Prompt:
Can you change every "integer pixel values" in the material to "whole-number pixel values" and leave everything else as it is?

[Entries taken from a collection]
::::::

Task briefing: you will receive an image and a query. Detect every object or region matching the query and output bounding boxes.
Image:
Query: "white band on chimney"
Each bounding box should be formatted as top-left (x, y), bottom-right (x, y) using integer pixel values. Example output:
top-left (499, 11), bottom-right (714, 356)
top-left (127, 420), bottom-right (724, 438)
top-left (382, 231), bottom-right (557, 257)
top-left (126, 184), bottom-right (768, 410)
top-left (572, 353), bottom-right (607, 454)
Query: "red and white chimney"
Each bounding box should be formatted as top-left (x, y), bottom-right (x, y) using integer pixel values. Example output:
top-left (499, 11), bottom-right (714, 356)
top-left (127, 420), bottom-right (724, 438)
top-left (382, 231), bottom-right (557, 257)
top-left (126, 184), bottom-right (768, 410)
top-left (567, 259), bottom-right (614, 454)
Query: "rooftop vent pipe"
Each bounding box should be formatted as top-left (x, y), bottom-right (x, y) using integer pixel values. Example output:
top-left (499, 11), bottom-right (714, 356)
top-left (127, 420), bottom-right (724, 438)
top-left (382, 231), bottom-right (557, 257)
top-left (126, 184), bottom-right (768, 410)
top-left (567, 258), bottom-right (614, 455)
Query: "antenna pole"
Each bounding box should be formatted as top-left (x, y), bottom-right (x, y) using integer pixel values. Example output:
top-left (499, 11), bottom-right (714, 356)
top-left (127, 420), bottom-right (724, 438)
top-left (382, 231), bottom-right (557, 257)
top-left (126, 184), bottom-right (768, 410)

::::::

Solution to the exercise:
Task briefing: you will receive an image and a query. Detect every object or region matching the query and output bounding boxes.
Image:
Query: "white band on chimney"
Each bounding box should be formatted as top-left (x, y), bottom-right (x, y) using whole-number pixel values. Example output:
top-left (499, 11), bottom-right (714, 356)
top-left (127, 420), bottom-right (724, 438)
top-left (382, 231), bottom-right (557, 257)
top-left (126, 184), bottom-right (768, 410)
top-left (572, 353), bottom-right (607, 454)
Query: "red and white chimney"
Each bounding box should be formatted as top-left (x, y), bottom-right (x, y) using whole-number pixel values. Example output:
top-left (499, 11), bottom-right (714, 356)
top-left (127, 420), bottom-right (724, 438)
top-left (382, 231), bottom-right (557, 257)
top-left (126, 184), bottom-right (768, 410)
top-left (567, 259), bottom-right (614, 454)
Query: "rooftop vent pipe"
Each bounding box should be formatted as top-left (x, y), bottom-right (x, y) using whole-number pixel values. Example output:
top-left (499, 11), bottom-right (714, 356)
top-left (127, 420), bottom-right (724, 438)
top-left (382, 231), bottom-right (557, 257)
top-left (126, 184), bottom-right (768, 410)
top-left (567, 258), bottom-right (614, 455)
Query: "antenna pole"
Each bounding box should be formatted as top-left (x, y), bottom-right (x, y) using whole-number pixel values. Example output:
top-left (499, 11), bottom-right (714, 356)
top-left (127, 420), bottom-right (724, 438)
top-left (382, 231), bottom-right (557, 257)
top-left (126, 184), bottom-right (768, 410)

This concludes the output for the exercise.